Written instruction:
Only the lines from the one containing "Phrase: wet sand" through the final line of the material below should be output, exactly as they stand.

--- START OF Records to process ---

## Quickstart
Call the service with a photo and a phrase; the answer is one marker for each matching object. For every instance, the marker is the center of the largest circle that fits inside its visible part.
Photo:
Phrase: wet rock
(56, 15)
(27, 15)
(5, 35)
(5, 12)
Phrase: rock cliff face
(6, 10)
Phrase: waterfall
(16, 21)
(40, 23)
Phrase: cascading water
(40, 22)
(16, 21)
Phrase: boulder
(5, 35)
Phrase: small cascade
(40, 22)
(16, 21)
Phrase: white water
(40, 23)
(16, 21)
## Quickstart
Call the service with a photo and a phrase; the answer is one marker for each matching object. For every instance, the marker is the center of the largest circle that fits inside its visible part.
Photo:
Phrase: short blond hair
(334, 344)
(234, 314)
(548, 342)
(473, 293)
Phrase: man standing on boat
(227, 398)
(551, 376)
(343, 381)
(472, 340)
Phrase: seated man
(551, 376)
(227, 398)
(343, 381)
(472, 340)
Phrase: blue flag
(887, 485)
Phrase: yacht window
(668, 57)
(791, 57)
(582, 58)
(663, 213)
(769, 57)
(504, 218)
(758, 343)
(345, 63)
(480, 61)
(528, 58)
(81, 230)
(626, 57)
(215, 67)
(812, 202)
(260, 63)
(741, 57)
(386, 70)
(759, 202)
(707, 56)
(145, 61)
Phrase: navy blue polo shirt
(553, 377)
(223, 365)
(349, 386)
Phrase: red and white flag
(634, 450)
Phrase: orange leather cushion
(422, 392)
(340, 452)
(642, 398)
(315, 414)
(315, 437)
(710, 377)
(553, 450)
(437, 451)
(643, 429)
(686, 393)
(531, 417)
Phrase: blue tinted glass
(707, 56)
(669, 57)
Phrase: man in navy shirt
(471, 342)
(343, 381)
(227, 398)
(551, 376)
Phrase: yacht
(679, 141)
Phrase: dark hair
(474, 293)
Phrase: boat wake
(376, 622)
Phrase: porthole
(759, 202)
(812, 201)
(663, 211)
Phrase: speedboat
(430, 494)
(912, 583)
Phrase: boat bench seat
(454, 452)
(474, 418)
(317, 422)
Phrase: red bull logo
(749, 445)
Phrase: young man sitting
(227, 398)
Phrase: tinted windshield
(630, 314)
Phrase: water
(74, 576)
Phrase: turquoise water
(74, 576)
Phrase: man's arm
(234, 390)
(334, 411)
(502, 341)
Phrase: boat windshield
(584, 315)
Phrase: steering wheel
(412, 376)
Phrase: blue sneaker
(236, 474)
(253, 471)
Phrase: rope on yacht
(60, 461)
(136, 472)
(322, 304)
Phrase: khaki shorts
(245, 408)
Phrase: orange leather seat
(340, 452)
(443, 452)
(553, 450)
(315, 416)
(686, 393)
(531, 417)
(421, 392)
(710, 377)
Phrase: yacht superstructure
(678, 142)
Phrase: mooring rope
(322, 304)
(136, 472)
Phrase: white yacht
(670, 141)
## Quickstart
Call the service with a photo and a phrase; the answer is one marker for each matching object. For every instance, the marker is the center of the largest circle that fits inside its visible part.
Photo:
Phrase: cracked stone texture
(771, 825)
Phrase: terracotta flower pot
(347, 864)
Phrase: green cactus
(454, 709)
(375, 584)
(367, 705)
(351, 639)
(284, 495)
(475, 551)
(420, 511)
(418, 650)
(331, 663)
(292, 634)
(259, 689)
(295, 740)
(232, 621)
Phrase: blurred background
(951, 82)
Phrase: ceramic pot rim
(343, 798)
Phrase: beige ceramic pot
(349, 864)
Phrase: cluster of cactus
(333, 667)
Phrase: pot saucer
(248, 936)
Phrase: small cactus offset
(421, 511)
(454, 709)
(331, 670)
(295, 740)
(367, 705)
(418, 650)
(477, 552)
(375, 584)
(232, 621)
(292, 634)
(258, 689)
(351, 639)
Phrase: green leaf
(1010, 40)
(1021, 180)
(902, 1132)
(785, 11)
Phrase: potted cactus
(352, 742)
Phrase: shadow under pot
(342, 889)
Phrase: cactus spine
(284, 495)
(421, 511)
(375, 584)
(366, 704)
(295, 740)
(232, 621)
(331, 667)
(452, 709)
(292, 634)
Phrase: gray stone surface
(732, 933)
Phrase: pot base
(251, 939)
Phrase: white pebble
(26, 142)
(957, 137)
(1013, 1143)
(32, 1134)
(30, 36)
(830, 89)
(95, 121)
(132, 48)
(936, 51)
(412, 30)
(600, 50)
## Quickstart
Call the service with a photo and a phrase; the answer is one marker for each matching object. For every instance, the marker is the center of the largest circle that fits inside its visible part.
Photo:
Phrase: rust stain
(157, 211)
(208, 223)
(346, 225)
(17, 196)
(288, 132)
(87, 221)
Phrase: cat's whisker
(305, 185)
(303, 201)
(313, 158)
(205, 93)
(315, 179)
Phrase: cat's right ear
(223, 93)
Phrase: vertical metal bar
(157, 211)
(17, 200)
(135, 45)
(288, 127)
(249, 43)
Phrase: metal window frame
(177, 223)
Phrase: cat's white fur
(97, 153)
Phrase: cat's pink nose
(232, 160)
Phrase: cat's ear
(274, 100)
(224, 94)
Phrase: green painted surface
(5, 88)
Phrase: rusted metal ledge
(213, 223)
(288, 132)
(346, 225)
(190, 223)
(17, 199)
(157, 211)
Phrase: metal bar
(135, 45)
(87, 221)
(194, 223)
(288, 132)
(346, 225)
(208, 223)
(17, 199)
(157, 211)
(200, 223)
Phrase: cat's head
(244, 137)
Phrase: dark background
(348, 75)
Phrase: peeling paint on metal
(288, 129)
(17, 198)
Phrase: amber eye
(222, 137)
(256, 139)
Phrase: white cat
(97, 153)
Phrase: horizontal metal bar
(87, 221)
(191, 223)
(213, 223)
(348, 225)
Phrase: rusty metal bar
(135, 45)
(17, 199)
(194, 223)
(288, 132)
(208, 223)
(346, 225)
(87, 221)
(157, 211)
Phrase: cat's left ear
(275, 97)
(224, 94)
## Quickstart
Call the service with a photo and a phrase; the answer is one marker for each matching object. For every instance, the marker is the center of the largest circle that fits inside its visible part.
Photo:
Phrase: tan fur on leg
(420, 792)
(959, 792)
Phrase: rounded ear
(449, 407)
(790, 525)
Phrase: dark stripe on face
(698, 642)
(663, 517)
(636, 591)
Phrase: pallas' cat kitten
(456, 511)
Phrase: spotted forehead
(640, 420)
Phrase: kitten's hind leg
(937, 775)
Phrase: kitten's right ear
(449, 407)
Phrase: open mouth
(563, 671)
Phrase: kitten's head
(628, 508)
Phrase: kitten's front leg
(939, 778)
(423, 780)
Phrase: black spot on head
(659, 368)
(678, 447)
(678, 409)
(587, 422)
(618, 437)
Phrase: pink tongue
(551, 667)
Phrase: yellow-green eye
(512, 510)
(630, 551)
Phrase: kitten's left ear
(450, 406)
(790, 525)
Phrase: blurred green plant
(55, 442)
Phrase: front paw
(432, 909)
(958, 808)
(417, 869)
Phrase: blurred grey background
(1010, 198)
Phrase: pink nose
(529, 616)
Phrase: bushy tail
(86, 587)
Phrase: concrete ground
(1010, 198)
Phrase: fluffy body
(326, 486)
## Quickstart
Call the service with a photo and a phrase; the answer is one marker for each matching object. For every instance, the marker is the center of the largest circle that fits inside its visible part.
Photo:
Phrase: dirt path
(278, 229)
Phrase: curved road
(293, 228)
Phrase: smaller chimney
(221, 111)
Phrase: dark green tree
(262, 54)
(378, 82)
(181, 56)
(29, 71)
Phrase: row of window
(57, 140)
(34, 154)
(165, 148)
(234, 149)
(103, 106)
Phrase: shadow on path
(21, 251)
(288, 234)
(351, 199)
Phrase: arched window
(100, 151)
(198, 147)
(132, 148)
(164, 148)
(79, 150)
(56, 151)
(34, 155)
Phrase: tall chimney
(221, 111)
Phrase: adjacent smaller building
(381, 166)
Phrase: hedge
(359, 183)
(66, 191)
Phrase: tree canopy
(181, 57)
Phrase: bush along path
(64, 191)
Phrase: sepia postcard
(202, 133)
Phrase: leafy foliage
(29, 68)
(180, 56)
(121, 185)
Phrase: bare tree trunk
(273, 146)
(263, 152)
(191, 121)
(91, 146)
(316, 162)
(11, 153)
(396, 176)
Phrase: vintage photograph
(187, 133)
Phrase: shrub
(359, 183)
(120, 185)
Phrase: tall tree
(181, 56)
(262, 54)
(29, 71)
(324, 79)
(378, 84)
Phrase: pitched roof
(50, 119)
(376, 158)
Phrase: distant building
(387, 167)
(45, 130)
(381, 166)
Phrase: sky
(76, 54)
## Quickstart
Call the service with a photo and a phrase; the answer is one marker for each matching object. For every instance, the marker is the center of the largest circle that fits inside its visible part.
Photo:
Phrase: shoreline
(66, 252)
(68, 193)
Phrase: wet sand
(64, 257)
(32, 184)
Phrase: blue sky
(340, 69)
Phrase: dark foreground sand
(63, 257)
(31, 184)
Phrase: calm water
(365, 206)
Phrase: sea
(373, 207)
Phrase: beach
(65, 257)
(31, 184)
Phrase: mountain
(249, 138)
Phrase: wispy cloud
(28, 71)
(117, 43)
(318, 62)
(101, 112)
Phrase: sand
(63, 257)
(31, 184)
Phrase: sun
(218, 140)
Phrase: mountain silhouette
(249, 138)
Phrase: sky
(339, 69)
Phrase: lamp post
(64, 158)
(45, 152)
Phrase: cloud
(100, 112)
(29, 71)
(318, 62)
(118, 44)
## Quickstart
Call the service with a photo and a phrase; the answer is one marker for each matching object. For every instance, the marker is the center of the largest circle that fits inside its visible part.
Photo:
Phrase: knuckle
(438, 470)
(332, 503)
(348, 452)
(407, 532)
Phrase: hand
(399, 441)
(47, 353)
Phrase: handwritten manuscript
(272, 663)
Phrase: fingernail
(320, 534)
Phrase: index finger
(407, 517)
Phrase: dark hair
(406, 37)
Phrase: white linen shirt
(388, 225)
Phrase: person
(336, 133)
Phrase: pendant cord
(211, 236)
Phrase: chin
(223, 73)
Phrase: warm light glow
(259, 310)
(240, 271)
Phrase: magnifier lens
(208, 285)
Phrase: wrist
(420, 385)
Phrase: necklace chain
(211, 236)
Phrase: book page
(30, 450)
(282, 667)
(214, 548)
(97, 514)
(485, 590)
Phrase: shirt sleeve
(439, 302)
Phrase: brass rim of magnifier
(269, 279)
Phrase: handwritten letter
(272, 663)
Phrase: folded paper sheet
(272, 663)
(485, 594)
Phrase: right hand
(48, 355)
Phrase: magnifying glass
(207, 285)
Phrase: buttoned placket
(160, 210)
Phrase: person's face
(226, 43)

--- END OF Records to process ---

Task solution:
Phrase: wet sand
(64, 257)
(32, 184)
Phrase: blue sky
(340, 69)
Phrase: dark foreground sand
(63, 257)
(31, 184)
Phrase: calm water
(365, 206)
Phrase: sea
(373, 207)
Phrase: beach
(65, 257)
(31, 184)
Phrase: mountain
(249, 138)
Phrase: wispy cloud
(28, 71)
(117, 43)
(318, 62)
(101, 112)
Phrase: sand
(63, 257)
(31, 184)
Phrase: sun
(218, 140)
Phrase: mountain silhouette
(249, 138)
Phrase: sky
(339, 69)
Phrase: lamp post
(64, 158)
(45, 152)
Phrase: cloud
(100, 112)
(29, 71)
(318, 62)
(118, 44)
## Quickstart
Call the service with a photo and a phrase; the answer is one marker for each matching object. For every instance, the marker is the center of the largest circle that fits inside its visible part.
Photo:
Phrase: knuckle
(438, 470)
(332, 503)
(348, 452)
(407, 532)
Phrase: hand
(399, 441)
(47, 353)
Phrase: handwritten manuscript
(272, 663)
Phrase: fingernail
(320, 534)
Phrase: index finger
(407, 517)
Phrase: dark hair
(406, 37)
Phrase: white linen shirt
(388, 225)
Phrase: person
(336, 133)
Phrase: pendant cord
(211, 236)
Phrase: chin
(223, 73)
Phrase: warm light glow
(259, 310)
(240, 271)
Phrase: magnifier lens
(208, 285)
Phrase: wrist
(420, 385)
Phrase: necklace chain
(211, 236)
Phrase: book page
(30, 450)
(282, 667)
(214, 548)
(97, 514)
(485, 590)
Phrase: shirt sleeve
(439, 302)
Phrase: brass rim of magnifier
(269, 279)
Phrase: handwritten letter
(272, 663)
Phrase: folded paper sheet
(272, 663)
(485, 594)
Phrase: right hand
(48, 355)
Phrase: magnifying glass
(207, 285)
Phrase: buttoned placket
(160, 210)
Phrase: person's face
(226, 43)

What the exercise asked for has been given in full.